**ASSIGNMENT:** Without the images, write out the entries word for word.

[Images for object localization]
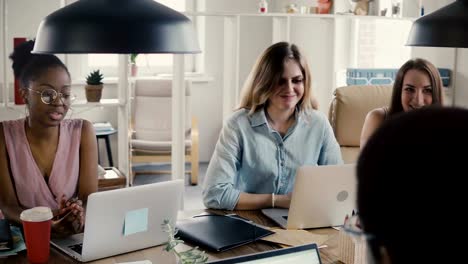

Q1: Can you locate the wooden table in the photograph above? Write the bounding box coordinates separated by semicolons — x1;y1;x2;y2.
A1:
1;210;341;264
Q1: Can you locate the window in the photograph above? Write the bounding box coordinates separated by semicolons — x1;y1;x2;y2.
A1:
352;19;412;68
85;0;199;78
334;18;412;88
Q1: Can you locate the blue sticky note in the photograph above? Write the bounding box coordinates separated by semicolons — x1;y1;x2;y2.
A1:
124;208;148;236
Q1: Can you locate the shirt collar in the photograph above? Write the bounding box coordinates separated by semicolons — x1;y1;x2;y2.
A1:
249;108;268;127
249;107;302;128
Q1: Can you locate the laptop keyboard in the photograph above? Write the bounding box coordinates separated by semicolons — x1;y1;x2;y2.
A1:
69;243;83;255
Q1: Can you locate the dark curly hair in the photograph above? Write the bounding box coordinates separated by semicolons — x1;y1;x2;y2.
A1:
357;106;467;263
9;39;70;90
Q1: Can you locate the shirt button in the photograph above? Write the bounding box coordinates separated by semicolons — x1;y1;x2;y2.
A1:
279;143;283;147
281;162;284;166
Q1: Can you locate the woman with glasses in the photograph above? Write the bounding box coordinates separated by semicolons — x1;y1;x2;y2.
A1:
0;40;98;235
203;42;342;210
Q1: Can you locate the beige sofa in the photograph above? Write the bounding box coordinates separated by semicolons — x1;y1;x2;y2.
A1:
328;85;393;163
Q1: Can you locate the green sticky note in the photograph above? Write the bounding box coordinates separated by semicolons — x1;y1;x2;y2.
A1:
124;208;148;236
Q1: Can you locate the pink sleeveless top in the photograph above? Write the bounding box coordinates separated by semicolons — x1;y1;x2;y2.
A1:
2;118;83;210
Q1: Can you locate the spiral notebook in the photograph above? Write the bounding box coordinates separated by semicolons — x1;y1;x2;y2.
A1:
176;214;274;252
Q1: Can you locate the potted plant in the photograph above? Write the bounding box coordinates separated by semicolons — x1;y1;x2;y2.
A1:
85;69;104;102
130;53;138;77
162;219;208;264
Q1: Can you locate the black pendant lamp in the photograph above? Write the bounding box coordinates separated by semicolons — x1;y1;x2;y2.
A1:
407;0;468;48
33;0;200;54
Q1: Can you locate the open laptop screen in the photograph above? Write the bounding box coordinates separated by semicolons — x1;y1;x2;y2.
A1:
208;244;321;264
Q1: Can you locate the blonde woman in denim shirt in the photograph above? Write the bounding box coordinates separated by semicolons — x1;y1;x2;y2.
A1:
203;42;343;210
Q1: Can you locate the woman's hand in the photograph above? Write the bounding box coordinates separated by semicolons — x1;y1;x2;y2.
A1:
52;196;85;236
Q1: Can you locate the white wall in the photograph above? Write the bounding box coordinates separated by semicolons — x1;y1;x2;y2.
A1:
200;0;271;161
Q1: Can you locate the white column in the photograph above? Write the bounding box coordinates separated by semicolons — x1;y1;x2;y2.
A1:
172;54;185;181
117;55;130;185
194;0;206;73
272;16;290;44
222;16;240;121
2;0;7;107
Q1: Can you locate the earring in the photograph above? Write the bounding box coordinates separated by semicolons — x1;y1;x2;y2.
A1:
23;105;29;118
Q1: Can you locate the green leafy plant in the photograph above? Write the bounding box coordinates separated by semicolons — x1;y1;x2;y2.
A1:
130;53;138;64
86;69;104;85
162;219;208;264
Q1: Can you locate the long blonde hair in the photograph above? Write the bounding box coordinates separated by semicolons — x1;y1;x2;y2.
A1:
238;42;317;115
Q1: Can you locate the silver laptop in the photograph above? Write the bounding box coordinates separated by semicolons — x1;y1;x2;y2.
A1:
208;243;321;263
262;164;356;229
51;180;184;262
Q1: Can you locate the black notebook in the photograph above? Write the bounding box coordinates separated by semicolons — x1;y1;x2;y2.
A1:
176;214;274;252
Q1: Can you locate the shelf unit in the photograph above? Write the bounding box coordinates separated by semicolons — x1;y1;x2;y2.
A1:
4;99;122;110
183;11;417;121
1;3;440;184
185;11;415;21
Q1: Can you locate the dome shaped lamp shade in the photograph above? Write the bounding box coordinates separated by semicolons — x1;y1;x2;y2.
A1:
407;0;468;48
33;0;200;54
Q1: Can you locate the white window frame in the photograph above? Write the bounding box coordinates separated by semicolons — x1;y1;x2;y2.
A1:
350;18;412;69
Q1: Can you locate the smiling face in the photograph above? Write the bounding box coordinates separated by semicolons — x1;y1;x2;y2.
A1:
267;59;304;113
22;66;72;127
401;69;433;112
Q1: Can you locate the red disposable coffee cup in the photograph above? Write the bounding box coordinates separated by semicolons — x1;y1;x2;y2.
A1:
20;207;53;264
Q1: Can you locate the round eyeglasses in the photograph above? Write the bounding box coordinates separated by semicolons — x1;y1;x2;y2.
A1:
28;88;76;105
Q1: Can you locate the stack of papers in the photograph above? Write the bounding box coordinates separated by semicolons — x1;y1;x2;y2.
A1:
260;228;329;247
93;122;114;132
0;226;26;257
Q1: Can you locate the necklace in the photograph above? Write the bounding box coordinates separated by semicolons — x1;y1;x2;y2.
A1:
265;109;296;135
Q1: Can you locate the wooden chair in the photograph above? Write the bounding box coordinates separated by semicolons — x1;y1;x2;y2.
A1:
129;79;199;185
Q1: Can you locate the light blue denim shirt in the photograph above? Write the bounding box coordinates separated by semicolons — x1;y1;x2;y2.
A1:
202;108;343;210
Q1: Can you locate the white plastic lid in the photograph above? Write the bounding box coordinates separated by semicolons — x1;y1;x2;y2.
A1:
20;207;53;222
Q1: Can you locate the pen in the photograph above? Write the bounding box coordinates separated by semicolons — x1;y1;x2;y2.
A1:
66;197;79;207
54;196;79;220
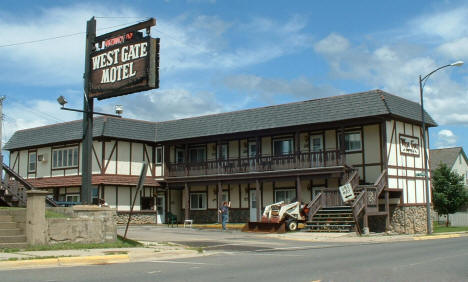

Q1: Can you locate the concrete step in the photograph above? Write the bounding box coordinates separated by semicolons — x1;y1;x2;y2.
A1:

**FINAL ANSWER:**
Q1: Can you locate the wooden table in the photograph above? Write the bounding box coordinates separated by semicolons — x1;y1;x2;y2.
A1:
1;210;341;264
Q1: Can you locate the window in the photograph above? Write the bounding box coordinates separated by semicolons — x1;y1;x2;y2.
A1:
352;19;412;68
85;0;199;78
334;18;412;88
Q1: Can you locate the blue sticky note in the photograph above? Write the bounding box coordinates separated by semicolons — x1;y1;x2;y2.
A1:
124;208;148;236
Q1: Can you locate the shirt collar in the photograph above? Write the bounding box coordinates separated by semicolons — x1;y1;x2;y2.
A1:
249;108;268;127
249;107;302;128
Q1: Can you locate the laptop keyboard in the photograph above? Write the bounding box coordinates separated by semicolons — x1;y1;x2;y2.
A1:
69;243;83;255
Q1: Can you locate the dark curly hair in the photograph above? Write the bounding box coordinates separated by semicolons — x1;y1;x2;y2.
A1:
357;106;467;263
9;39;70;90
Q1: Can you locate the shirt button in the photograph above? Write the bounding box coordinates separated by semicolons — x1;y1;x2;y2.
A1:
279;143;283;147
281;162;284;166
Q1: Can you locate the woman with glasses in the photograph above? Write the bounding box coordinates separated by semicolons — x1;y1;x2;y2.
A1:
0;40;98;235
203;42;342;210
Q1: Can you locate the beige sofa in the photograph above? Write the bounding box coordinates separated by semicolons — x1;y1;x2;y2.
A1:
328;85;393;163
Q1: Can you locate the green sticky note in the photograph above? Write the bounding box coordinates separated by semicolons — x1;y1;x2;y2.
A1:
124;208;148;236
Q1: Can you locate the pink sleeveless top in the photograph above? Write the bounding box coordinates separated by semicolons — x1;y1;x2;y2.
A1:
2;118;83;210
Q1: Can you locate the spiral notebook in the photograph above? Write the bounding box coordinates separated by semicolons — x1;y1;x2;y2.
A1:
176;214;274;252
Q1: Can you locate the potted plant in the photograph above? Write the bounding box coordinates separated by semicolons — x1;y1;x2;y2.
A1:
85;69;104;102
130;53;138;77
162;219;208;264
Q1: Can you locate the black pendant lamp in the photograph above? Write the bounding box coordinates separated by semicolons — x1;y1;x2;y2.
A1:
407;0;468;48
33;0;200;54
Q1: Can you locate the open laptop screen in the photograph above? Write the bounding box coordinates separated by semicolons — x1;y1;x2;y2.
A1:
208;244;321;264
Q1: Can you locate the blonde woman in denim shirt in the photograph above? Write the bounding box coordinates separated by semicolons — x1;y1;x2;y2.
A1:
203;42;343;210
Q1: Can you locate the woman's hand in the photograph above? Write the bounding box coordinates separated by semicolons — x1;y1;x2;y2.
A1:
52;196;85;236
Q1: Can you locate the white wall in the photograph above? Write the bounding box coordinates separated by semicolons — x1;y1;x2;y2.
A1:
200;0;271;161
Q1: Can you locate the white column in the photograph above? Write the bounding box coordinates separated by semicolons — x1;y1;x2;y2.
A1:
172;54;185;181
117;55;130;185
194;0;206;73
272;16;290;44
222;16;240;121
2;0;7;107
Q1: Can you locate the earring in the photograph above? Write the bounding box coordinates separated by semicolons — x1;y1;x2;y2.
A1:
23;105;29;118
Q1: Can you locate the green leafy plant in the photograph above? Write the bounding box coordinates separated by semicolons — x1;y1;x2;y2.
A1:
130;53;138;64
86;69;104;85
162;219;208;264
Q1: Can you locate the long blonde hair in the photograph above? Write the bounding box coordinates separated by semicolons — x1;y1;x2;y2.
A1:
238;42;317;115
Q1: Can you locate the silver laptop in the photograph above? Write the bounding box coordinates separated by semicolons — x1;y1;x2;y2.
A1:
208;243;321;263
262;164;356;229
51;180;184;262
Q1: Can you locate the black notebook in the photograph above? Write the bounding box coordinates separated by semicolons — x1;y1;x2;y2.
A1:
176;214;274;252
Q1: Can you locate the shelf unit in the photograph above? Write the bounding box coordinates separated by semicolons — x1;y1;x2;y2.
A1:
4;99;122;110
183;11;417;121
1;3;440;184
185;11;415;21
Q1: Can you locate the dome shaped lamp shade in the photograph above? Write the bounding box coordinates separated by semicolons — x1;y1;x2;y2.
A1:
407;0;468;48
33;0;200;54
Q1: Can you locate the white window frame in the photograph above? Write the bounding box coordinates separated by semicolons — x1;y1;x2;y2.
A1:
350;18;412;69
Q1: Can you locate the smiling face in the photograph above? Write the bounding box coordinates separated by semicolons — x1;y1;x2;y2.
A1:
267;59;304;113
22;66;72;127
401;69;433;112
Q1: Can you locate the red disposable coffee cup in the photograph above? Write the bounding box coordinates separated by semicolons — x1;y1;x2;y2.
A1:
20;207;53;264
Q1: Can you locate the round eyeglasses in the photograph above? Write the bounding box coordinates separated by semicolons — x1;y1;x2;y2.
A1:
28;88;76;105
Q1: Can you locate the stack of papers in the photograph above? Write the bounding box coordinates separated by semicolons — x1;y1;x2;y2.
A1:
260;228;329;247
93;122;114;132
0;226;26;257
Q1: Can you locate the necklace in the photograph above? Write the bounding box coordinates separated by semicolons — x1;y1;x2;y2.
A1:
265;109;296;135
Q1: Can you locate the wooden chair in the photograph above? Write the bounding box coordinates separated by semicolons — x1;y1;x2;y2.
A1:
129;79;199;185
Q1: Can you locate the light blue denim shirt in the photograph above? Write the bounding box coordinates separated by semicolons — x1;y1;x2;y2.
A1:
202;108;343;210
Q1: Can you locate the white plastic lid in the photograph above? Write the bounding box coordinates separated by semicolons — x1;y1;x2;y2.
A1:
20;207;53;222
Q1: Can you locate the pen in the photograph above? Write the bounding box coordinates separated by semicolons — x1;y1;x2;y2.
A1:
66;197;79;207
54;196;79;220

Q1: Can you locate the concrete step in the photograph above? Write the bounding box coordinates separated by semicolons — x1;y1;x2;y2.
A1:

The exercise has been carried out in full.